═══ Listed entries ═══
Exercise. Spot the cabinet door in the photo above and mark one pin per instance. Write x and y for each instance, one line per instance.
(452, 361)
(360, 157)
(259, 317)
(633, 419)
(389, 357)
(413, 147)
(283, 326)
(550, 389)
═══
• **What to produce**: Format the listing above as a two-column CSV with the headers text and answer, giving one row for each entry in the listing. Put each entry's text and its answer in their own quoted fields, and replace line breaks with spaces.

• **Answer for the task**:
text,answer
"Exercise. Spot the cabinet door in the photo above and mark one pin per instance. Write x and y for each instance, one line per instance.","(452, 361) (360, 157) (259, 317) (633, 419) (389, 357) (413, 147) (283, 326) (550, 389)"